C101S181000, C101S182000, C101S219000, C101S225000, C101S247000

Reexamination Certificate

active

06327975

ABSTRACT:

BACKGROUND OF THE INVENTION
This invention relates to a web-fed printing press having at least two printing units in a row for printing an image whose dimension in the longitudinal direction of the web is longer than the circumference of the plate cylinder of each unit. The invention also deals with a method of printing such images on the web without intervening blanks between the printed images.
Printing firms are sometimes requested by clients to produce printings as large as, say, from 70 inches (1778 millimeters) to 90 inches (2286 millimeters) in top-to-bottom dimension (i.e., dimension determined by the circumference of the printing cylinder, or dimension in the longitudinal direction of the web on which the printings are made). For offset printing of such large images, the most widespread conventional practice has been to prepare and keep in stock an assortment of outsize plate cylinders, as well as blanket cylinders to match, with a diameter of 23.6 inches (600 millimeters) and thereabouts, for various sizes of printings to be made. Such outsize cylinders have been interchangeably mounted to printing presses as the need arises.
This conventional practice is objectionable by reason of the outsize plate cylinders and blanket cylinders themselves and, of course, of the presses of matching size required by such cylinders. All such equipment demand inordinately high costs for manufacture, installation, operation, and storage.
Another known method involves the use of a relief or letterpress printing plate in the form of an endless belt running over a plate cylinder and a guide roller or rollers. The plate cylinder is, in fact, a sprocket having teeth for positive engagement in series of perforations formed in the side margins of the endless belt. The elongate image is imprinted from the belt on to the web running against an impression cylinder.

**ACTIVITY LIST**.
[A] According to the printing press patent text, what diameter did the conventional outsize plate cylinders have?
[B] Continue the printing press patent text from the point where it stops.

**DATASET RECORDS**.
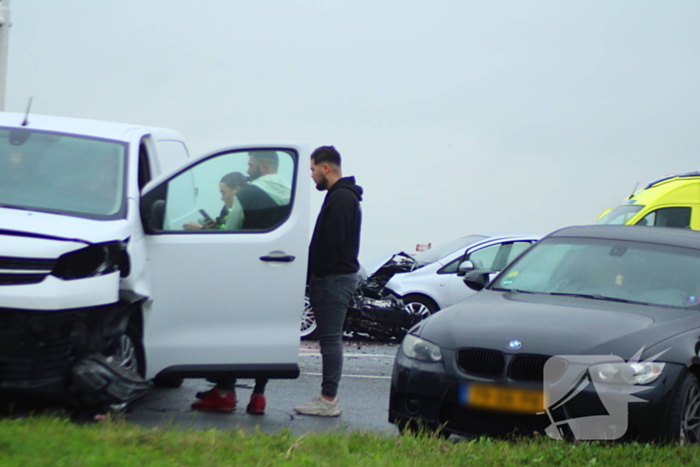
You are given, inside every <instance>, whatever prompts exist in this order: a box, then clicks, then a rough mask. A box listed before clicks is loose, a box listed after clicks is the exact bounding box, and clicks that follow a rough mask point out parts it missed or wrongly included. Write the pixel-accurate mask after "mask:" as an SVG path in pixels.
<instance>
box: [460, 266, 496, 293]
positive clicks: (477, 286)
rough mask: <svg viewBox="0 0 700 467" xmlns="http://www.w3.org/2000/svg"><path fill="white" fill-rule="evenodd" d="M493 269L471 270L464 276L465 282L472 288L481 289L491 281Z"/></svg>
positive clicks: (487, 284) (482, 288)
mask: <svg viewBox="0 0 700 467" xmlns="http://www.w3.org/2000/svg"><path fill="white" fill-rule="evenodd" d="M492 274H493V271H483V270H478V271H469V272H468V273H467V274H466V276H464V283H465V284H466V285H467V287H469V288H470V289H472V290H475V291H477V292H478V291H480V290H483V288H484V287H486V286H487V285H488V283H489V282H490V281H491V275H492Z"/></svg>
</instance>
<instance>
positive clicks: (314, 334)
mask: <svg viewBox="0 0 700 467" xmlns="http://www.w3.org/2000/svg"><path fill="white" fill-rule="evenodd" d="M317 329H318V325H317V324H316V316H314V309H313V308H312V307H311V300H309V296H308V295H306V296H304V310H303V311H302V313H301V338H302V340H313V339H315V338H316V336H317V335H318V332H317Z"/></svg>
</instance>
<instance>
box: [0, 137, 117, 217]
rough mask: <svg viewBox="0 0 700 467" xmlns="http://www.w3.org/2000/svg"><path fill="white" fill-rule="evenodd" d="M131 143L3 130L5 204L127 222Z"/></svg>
mask: <svg viewBox="0 0 700 467" xmlns="http://www.w3.org/2000/svg"><path fill="white" fill-rule="evenodd" d="M125 152H126V144H124V143H120V142H116V141H109V140H101V139H95V138H87V137H82V136H76V135H67V134H60V133H51V132H41V131H34V130H29V129H8V128H0V206H1V207H9V208H16V209H28V210H33V211H44V212H51V213H57V214H64V215H71V216H77V217H87V218H92V219H115V218H123V217H125V214H126V208H125V203H124V173H125V169H126V167H125Z"/></svg>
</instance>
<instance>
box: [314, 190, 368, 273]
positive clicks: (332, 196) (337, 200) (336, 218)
mask: <svg viewBox="0 0 700 467" xmlns="http://www.w3.org/2000/svg"><path fill="white" fill-rule="evenodd" d="M362 193H363V190H362V187H361V186H359V185H356V184H355V177H345V178H341V179H340V180H338V181H337V182H335V183H334V184H333V186H332V187H331V188H330V190H328V193H327V194H326V199H325V200H324V201H323V206H321V212H319V214H318V219H316V227H314V235H313V237H312V238H311V245H310V246H309V275H314V276H316V277H325V276H327V275H329V274H352V273H355V272H357V271H359V270H360V263H359V261H358V260H357V255H358V253H359V251H360V227H361V225H362V209H361V208H360V201H362Z"/></svg>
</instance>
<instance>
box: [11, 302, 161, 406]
mask: <svg viewBox="0 0 700 467" xmlns="http://www.w3.org/2000/svg"><path fill="white" fill-rule="evenodd" d="M132 310H133V304H131V303H128V302H124V301H120V302H117V303H115V304H112V305H103V306H96V307H87V308H79V309H70V310H61V311H53V312H43V311H28V310H18V309H10V308H0V391H2V392H4V393H17V394H30V395H31V394H33V395H41V396H44V397H49V398H52V399H54V398H55V399H70V400H74V401H79V403H80V404H83V405H85V404H87V405H100V404H104V403H107V402H109V403H110V404H116V403H124V402H129V401H131V400H133V399H134V398H135V397H138V395H141V394H143V393H144V392H145V390H146V389H147V383H146V381H145V380H144V379H143V378H142V377H141V376H140V375H139V374H137V373H135V372H134V371H130V370H125V369H123V368H121V367H120V365H119V362H117V361H115V359H114V358H110V357H109V355H110V353H112V352H113V349H114V348H115V347H116V346H118V344H119V339H120V338H121V336H123V335H124V334H125V332H126V329H127V325H128V323H129V318H130V315H131V312H132ZM139 345H140V343H139ZM127 373H128V374H127ZM100 380H102V382H99V381H100ZM120 397H122V398H123V399H124V400H121V401H119V399H120Z"/></svg>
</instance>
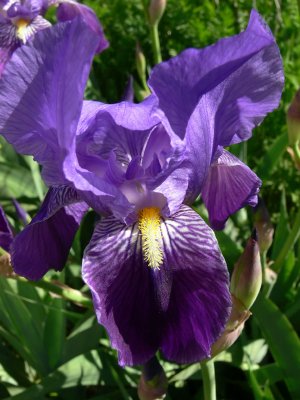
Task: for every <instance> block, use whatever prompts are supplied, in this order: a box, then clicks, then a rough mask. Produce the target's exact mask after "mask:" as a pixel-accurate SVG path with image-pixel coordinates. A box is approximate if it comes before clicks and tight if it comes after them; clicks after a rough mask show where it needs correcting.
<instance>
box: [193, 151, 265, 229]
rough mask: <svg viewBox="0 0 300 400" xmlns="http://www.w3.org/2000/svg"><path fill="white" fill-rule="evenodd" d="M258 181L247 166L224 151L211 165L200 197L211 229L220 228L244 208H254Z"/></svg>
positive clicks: (255, 201)
mask: <svg viewBox="0 0 300 400" xmlns="http://www.w3.org/2000/svg"><path fill="white" fill-rule="evenodd" d="M260 186H261V180H260V179H259V178H258V177H257V176H256V175H255V173H254V172H252V171H251V169H250V168H249V167H247V165H245V164H244V163H243V162H242V161H240V160H239V159H238V158H237V157H235V156H234V155H233V154H230V153H229V152H228V151H226V150H223V152H222V154H221V155H220V157H219V158H218V159H217V160H216V161H215V162H214V163H213V164H212V165H211V167H210V170H209V173H208V176H207V178H206V180H205V182H204V185H203V188H202V192H201V194H202V198H203V201H204V204H205V205H206V207H207V209H208V213H209V220H210V225H211V226H212V228H213V229H223V228H224V226H225V222H226V220H227V218H228V217H229V216H230V215H231V214H233V213H235V212H236V211H238V210H239V209H240V208H242V207H245V206H246V205H251V206H255V205H256V203H257V193H258V191H259V188H260Z"/></svg>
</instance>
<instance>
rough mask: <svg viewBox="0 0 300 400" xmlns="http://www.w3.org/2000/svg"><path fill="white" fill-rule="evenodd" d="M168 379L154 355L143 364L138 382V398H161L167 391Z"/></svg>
mask: <svg viewBox="0 0 300 400" xmlns="http://www.w3.org/2000/svg"><path fill="white" fill-rule="evenodd" d="M167 388H168V381H167V377H166V374H165V371H164V370H163V368H162V366H161V365H160V363H159V362H158V360H157V358H156V357H153V358H151V360H149V361H148V362H147V363H146V364H144V365H143V370H142V376H141V379H140V381H139V384H138V395H139V399H140V400H156V399H163V398H164V397H165V395H166V393H167Z"/></svg>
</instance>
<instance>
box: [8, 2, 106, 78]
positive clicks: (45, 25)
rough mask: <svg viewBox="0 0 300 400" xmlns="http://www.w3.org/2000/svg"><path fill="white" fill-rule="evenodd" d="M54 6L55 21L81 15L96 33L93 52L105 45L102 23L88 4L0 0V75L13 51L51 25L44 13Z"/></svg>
mask: <svg viewBox="0 0 300 400" xmlns="http://www.w3.org/2000/svg"><path fill="white" fill-rule="evenodd" d="M51 6H57V7H58V8H57V19H58V21H62V22H64V21H69V20H72V19H74V18H75V17H77V16H79V15H80V16H81V17H82V18H83V19H84V20H85V22H86V23H87V24H88V25H89V26H90V27H91V29H92V30H93V31H94V32H95V33H96V34H97V35H98V38H99V43H98V46H97V49H96V52H101V51H102V50H104V49H105V48H106V47H107V46H108V42H107V40H106V39H105V37H104V35H103V29H102V27H101V24H100V22H99V20H98V18H97V16H96V14H95V13H94V12H93V10H92V9H90V8H89V7H87V6H85V5H83V4H79V3H77V1H75V0H0V76H1V73H2V71H3V69H4V66H5V64H6V62H7V61H8V60H9V59H10V57H11V55H12V53H13V52H14V51H15V50H16V49H17V48H18V47H19V46H21V45H22V44H24V43H26V42H27V41H28V40H29V39H30V38H32V36H33V35H35V33H36V32H38V31H40V30H42V29H45V28H48V27H50V26H51V24H50V22H49V21H47V20H46V19H45V18H44V17H43V15H44V13H45V12H46V11H47V9H48V8H49V7H51Z"/></svg>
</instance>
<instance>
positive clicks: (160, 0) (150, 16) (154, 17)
mask: <svg viewBox="0 0 300 400" xmlns="http://www.w3.org/2000/svg"><path fill="white" fill-rule="evenodd" d="M166 5H167V0H151V1H150V5H149V9H148V12H149V23H150V25H155V24H158V23H159V21H160V19H161V17H162V16H163V13H164V12H165V9H166Z"/></svg>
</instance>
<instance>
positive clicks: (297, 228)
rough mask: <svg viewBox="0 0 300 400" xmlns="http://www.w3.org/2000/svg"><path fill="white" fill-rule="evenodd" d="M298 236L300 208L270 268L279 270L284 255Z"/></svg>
mask: <svg viewBox="0 0 300 400" xmlns="http://www.w3.org/2000/svg"><path fill="white" fill-rule="evenodd" d="M299 237H300V210H299V211H298V214H297V215H296V218H295V222H294V225H293V228H292V230H291V232H290V234H289V236H288V238H287V239H286V241H285V243H284V245H283V247H282V249H281V251H280V253H279V254H278V257H277V258H276V260H275V262H274V264H273V265H272V269H273V270H274V271H276V272H278V271H279V270H280V268H281V267H282V265H283V263H284V261H285V259H286V257H287V256H288V253H289V251H290V250H291V249H292V247H293V246H294V244H295V243H296V241H297V240H298V238H299Z"/></svg>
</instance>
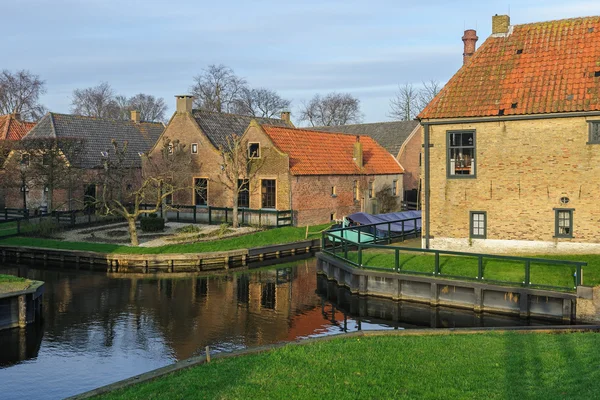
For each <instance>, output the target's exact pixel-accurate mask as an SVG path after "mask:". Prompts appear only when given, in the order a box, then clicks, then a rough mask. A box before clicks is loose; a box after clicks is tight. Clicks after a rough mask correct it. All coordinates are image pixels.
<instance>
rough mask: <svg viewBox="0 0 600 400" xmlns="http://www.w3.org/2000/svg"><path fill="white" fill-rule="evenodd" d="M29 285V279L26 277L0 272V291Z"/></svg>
mask: <svg viewBox="0 0 600 400" xmlns="http://www.w3.org/2000/svg"><path fill="white" fill-rule="evenodd" d="M29 285H31V281H30V280H28V279H26V278H19V277H18V276H13V275H2V274H0V293H8V292H15V291H18V290H24V289H27V288H28V287H29Z"/></svg>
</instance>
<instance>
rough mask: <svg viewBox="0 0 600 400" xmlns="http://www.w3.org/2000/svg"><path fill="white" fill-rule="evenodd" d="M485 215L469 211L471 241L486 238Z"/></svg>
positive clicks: (486, 235)
mask: <svg viewBox="0 0 600 400" xmlns="http://www.w3.org/2000/svg"><path fill="white" fill-rule="evenodd" d="M486 217H487V214H486V212H485V211H471V232H470V235H469V237H470V238H472V239H485V238H486V236H487V233H486V229H487V220H486V219H487V218H486Z"/></svg>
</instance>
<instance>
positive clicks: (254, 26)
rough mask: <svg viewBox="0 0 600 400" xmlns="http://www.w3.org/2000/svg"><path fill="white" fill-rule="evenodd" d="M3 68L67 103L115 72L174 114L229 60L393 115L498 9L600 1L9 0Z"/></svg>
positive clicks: (538, 19)
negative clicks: (78, 91) (82, 91)
mask: <svg viewBox="0 0 600 400" xmlns="http://www.w3.org/2000/svg"><path fill="white" fill-rule="evenodd" d="M0 3H5V4H2V10H3V18H2V21H3V22H2V30H3V34H2V38H1V39H0V40H1V42H2V46H1V48H2V51H1V52H0V69H8V70H11V71H16V70H19V69H27V70H29V71H31V72H32V73H35V74H37V75H39V76H40V77H41V78H42V79H44V80H45V81H46V89H47V92H46V93H45V94H44V95H43V97H42V98H41V102H42V103H43V104H44V105H45V106H46V107H48V108H49V109H50V110H51V111H54V112H62V113H68V112H70V108H71V95H72V92H73V90H74V89H77V88H85V87H90V86H95V85H97V84H99V83H100V82H104V81H105V82H108V83H109V84H110V85H111V86H112V87H113V88H114V90H115V91H116V92H117V93H118V94H122V95H126V96H133V95H135V94H137V93H147V94H152V95H154V96H157V97H162V98H164V99H165V101H166V103H167V104H168V106H169V110H168V115H170V114H172V113H173V111H174V109H175V98H174V97H173V96H175V95H177V94H185V93H189V89H190V87H191V86H192V84H193V77H194V76H196V75H198V74H199V73H201V72H202V70H203V69H204V68H206V67H207V66H208V65H210V64H224V65H226V66H228V67H230V68H232V69H233V70H234V71H235V73H236V74H237V75H239V76H241V77H243V78H245V79H246V80H247V81H248V83H249V85H250V86H252V87H266V88H269V89H272V90H275V91H277V92H278V93H279V94H280V95H281V96H282V97H284V98H287V99H290V100H291V101H292V107H291V111H292V121H295V118H294V117H295V116H297V115H298V113H299V112H298V109H299V107H300V106H301V105H302V103H303V102H306V101H308V100H309V99H310V98H311V97H313V96H314V95H315V94H317V93H319V94H326V93H329V92H344V93H351V94H352V95H354V96H355V97H357V98H358V99H359V100H360V104H361V111H362V113H363V119H362V122H365V123H366V122H379V121H387V120H390V117H389V116H388V114H389V107H390V106H389V102H390V99H391V98H393V96H394V94H395V93H396V92H397V91H398V85H403V84H405V83H410V84H413V85H414V86H420V85H422V82H424V81H430V80H437V81H439V82H441V83H445V82H446V81H448V79H450V78H451V77H452V75H454V73H455V72H456V71H457V70H458V69H459V68H460V66H461V64H462V53H463V43H462V40H461V38H462V35H463V32H464V30H465V29H476V30H477V35H478V36H479V41H478V43H477V44H478V46H479V45H480V44H481V43H483V41H484V40H485V39H486V38H487V37H488V36H489V35H490V32H491V23H492V15H494V14H509V15H510V17H511V24H522V23H529V22H538V21H546V20H553V19H563V18H571V17H579V16H590V15H600V1H597V0H595V1H577V0H571V1H565V0H562V1H554V0H546V1H544V0H537V1H536V0H519V1H518V2H514V3H512V4H511V3H510V2H506V1H487V0H486V1H482V0H480V1H426V0H424V1H402V0H393V1H384V0H370V1H355V0H343V1H331V0H303V1H281V0H279V1H274V0H252V1H248V0H246V1H243V0H224V1H218V2H215V1H210V2H209V1H206V0H169V1H167V0H162V1H161V0H12V1H9V0H0Z"/></svg>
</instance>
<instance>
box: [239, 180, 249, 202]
mask: <svg viewBox="0 0 600 400" xmlns="http://www.w3.org/2000/svg"><path fill="white" fill-rule="evenodd" d="M238 189H239V190H238V207H244V208H249V207H250V181H249V180H248V179H238Z"/></svg>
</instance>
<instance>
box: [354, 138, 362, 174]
mask: <svg viewBox="0 0 600 400" xmlns="http://www.w3.org/2000/svg"><path fill="white" fill-rule="evenodd" d="M353 156H354V158H353V160H354V162H355V163H356V165H357V166H358V168H361V169H362V167H363V158H362V143H361V142H360V136H358V135H356V142H354V154H353Z"/></svg>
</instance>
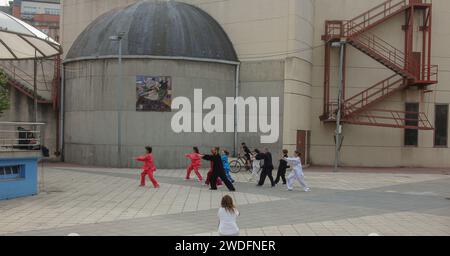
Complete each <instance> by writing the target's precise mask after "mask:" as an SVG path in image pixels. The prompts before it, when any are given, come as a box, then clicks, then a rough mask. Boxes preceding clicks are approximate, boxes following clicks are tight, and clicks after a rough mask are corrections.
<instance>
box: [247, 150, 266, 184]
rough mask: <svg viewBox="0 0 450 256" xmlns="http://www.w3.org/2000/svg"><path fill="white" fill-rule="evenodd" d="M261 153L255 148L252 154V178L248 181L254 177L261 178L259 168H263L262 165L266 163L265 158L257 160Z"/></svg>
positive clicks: (253, 177) (250, 177) (251, 159)
mask: <svg viewBox="0 0 450 256" xmlns="http://www.w3.org/2000/svg"><path fill="white" fill-rule="evenodd" d="M259 154H261V151H259V149H257V148H256V149H255V150H254V153H253V154H251V160H252V175H251V176H250V179H249V180H248V181H253V179H254V178H259V170H260V169H261V166H262V165H263V164H264V163H263V162H264V161H263V160H257V159H256V156H257V155H259Z"/></svg>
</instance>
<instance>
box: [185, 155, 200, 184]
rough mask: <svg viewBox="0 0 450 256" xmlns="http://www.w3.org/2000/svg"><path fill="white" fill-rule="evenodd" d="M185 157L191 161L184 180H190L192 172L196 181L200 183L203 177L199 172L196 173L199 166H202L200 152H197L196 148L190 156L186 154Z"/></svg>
mask: <svg viewBox="0 0 450 256" xmlns="http://www.w3.org/2000/svg"><path fill="white" fill-rule="evenodd" d="M185 156H186V157H187V158H189V159H191V164H190V165H189V166H188V168H187V172H186V180H190V179H191V173H192V171H194V172H195V174H196V175H197V178H198V181H200V182H202V181H203V177H202V175H201V174H200V172H199V171H198V169H199V168H200V166H202V159H201V157H200V151H199V150H198V147H194V151H193V152H192V153H190V154H186V155H185Z"/></svg>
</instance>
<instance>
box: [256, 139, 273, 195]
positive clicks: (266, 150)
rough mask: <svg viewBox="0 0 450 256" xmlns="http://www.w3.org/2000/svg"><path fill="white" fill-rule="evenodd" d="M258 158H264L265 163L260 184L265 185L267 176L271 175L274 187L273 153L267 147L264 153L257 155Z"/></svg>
mask: <svg viewBox="0 0 450 256" xmlns="http://www.w3.org/2000/svg"><path fill="white" fill-rule="evenodd" d="M255 158H256V159H257V160H261V159H263V160H264V165H263V166H262V171H261V178H260V179H259V183H258V186H263V185H264V182H265V181H266V177H269V180H270V183H271V185H272V187H275V181H274V180H273V176H272V171H273V169H274V168H273V162H272V154H271V153H270V152H269V149H267V148H266V149H265V152H264V153H260V154H258V155H256V157H255Z"/></svg>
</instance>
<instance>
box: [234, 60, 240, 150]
mask: <svg viewBox="0 0 450 256" xmlns="http://www.w3.org/2000/svg"><path fill="white" fill-rule="evenodd" d="M240 70H241V64H237V65H236V80H235V90H236V91H235V104H234V152H233V156H234V157H237V154H238V152H239V142H238V130H237V129H238V123H237V122H238V117H237V114H238V109H237V104H236V103H237V98H238V97H239V77H240Z"/></svg>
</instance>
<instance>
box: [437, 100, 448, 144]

**ANSWERS TO THIS EXERCISE**.
[A] About 23.6 inches (600 millimeters).

[B]
The relief printing belt does, however, possess the weakness of being not so satisfactory in the quality of printing as that by offset printing. The printings made by this prior art method is also unsatisfactory in positional accuracy as the plate takes the form of an endless belt and is driven by the sprocket. The service life of the printing belt is questionable, too, by reason of the presence of the perforations in its side margins.
The listed drawbacks of the two foregoing devices are altogether absent from a more advanced printing system according to Japanese Unexamined Patent Publication No. 63-189633. This patent application suggests use of two or more printing units in serial arrangement for printing on a web running successively therethrough. As the printing units prints different sections of an image at prescribed spacings on the web, the image sections provide in combination the image of any desired top-to-bottom dimension up to the sum of the circumferences of all the plate cylinders in use.
This third prior art approach, though definitely more favorable than the first two, has its own shortcomings. It had, first of all, limitations in the top-to-bottom dimension of the printings to be made. Since the plate cylinders of all the printings units were in constant rotation at the same peripheral speed as the running speed of the web, the spacings left unprinted by each printing unit were each equal to the circumference of each plate cylinder, or to an integral multiple thereof. The top-to-bottom dimension of each image thus printed, constituted of the sections printed by the respective units, was therefore limited to the total of the circumferences of all the plate cylinders if no blanks were to be left on the web.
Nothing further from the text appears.